[Data items]
*-*-*
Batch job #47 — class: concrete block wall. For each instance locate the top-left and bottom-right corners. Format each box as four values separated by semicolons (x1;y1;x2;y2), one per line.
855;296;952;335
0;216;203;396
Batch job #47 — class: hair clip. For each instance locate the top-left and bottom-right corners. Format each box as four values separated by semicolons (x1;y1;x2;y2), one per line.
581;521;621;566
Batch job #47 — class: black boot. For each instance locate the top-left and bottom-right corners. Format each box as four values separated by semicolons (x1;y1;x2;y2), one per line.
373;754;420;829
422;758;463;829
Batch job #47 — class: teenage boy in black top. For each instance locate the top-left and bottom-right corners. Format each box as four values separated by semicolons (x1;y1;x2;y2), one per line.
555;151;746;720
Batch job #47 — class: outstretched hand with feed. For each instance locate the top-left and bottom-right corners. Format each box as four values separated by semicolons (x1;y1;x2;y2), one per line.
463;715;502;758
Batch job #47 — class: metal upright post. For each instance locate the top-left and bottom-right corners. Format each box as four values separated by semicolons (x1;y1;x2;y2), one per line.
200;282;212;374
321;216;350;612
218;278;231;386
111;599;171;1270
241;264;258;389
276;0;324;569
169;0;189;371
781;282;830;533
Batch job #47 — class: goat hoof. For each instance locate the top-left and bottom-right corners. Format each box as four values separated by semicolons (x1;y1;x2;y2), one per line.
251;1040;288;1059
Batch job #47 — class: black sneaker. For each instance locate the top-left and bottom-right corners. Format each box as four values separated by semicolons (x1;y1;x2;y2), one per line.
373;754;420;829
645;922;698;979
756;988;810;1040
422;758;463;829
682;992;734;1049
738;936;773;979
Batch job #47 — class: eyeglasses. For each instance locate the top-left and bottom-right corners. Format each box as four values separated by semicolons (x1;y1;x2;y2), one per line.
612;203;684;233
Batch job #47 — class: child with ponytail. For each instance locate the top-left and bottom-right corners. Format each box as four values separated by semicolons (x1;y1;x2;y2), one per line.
*-*-*
Arrange these lines as a numbered list, omitting any blank lines.

_The result_
1. Batch job #47 — class: concrete block wall. For each instance locate the top-left and bottom-right corners. Format each box as four values separated by semicolons (x1;y1;x2;y2), one per line.
2. 855;296;952;335
3. 0;216;203;396
4. Batch job #47 — class: hair clip. For each instance locate the top-left and bottom-right corners. Format each box as four values separated by semicolons (x1;y1;x2;y2), one per line.
5. 581;521;621;566
6. Batch job #47 — class: black boot. For each instance locate the top-left and bottom-right corners. Format each box as four values separated by semicolons (x1;y1;x2;y2), one per line.
7. 373;754;420;829
8. 422;758;463;829
9. Batch job #47 — class: teenage boy in black top. For each instance locate the top-left and bottom-right corners. Format each box as four values separated by semicolons (x1;y1;x2;y2), one per line.
10. 555;151;746;720
11. Batch job #47 — class: outstretched hand with feed. For each instance locate the top-left and bottom-right corners. Format each box as four values separated by semicolons (x1;y1;x2;y2), one per line.
12. 463;715;502;758
13. Batch job #47 — class: metal upright post. For each instance locate the top-left and bottom-right corners. Format each box as four values separated by semicolons (x1;y1;x2;y2), one per line.
14. 200;282;212;374
15. 321;216;350;612
16. 218;278;231;386
17. 111;599;171;1270
18. 241;264;258;389
19. 276;0;324;569
20. 169;0;189;371
21. 781;282;830;533
22. Batch job #47 — class: goat hoof. For each instance locate the top-left and bottom-right corners. Format each box as four values separated by semicolons (x1;y1;x2;y2), one per line.
23. 251;1040;288;1059
24. Batch job #47 — class: black sneaker. For each instance locate the top-left and bottom-right corners. Format each box as four values separated by semicolons (x1;y1;x2;y2), one per line.
25. 373;754;420;829
26. 645;922;698;979
27. 756;988;810;1040
28. 422;758;463;829
29. 682;992;734;1049
30. 738;936;773;979
31. Batch job #47 — class: eyeglasses. For each instance locate the top-left and bottom-right corners. Format each box as four values separated by semicolons (x1;y1;x2;y2), one per line.
32. 612;203;684;233
33. Batch job #47 — class: child with ponytail. For each instance locate the top-left and bottom-right corners. Format each box as four values separated by semicolons (x1;y1;x2;y2), one per line.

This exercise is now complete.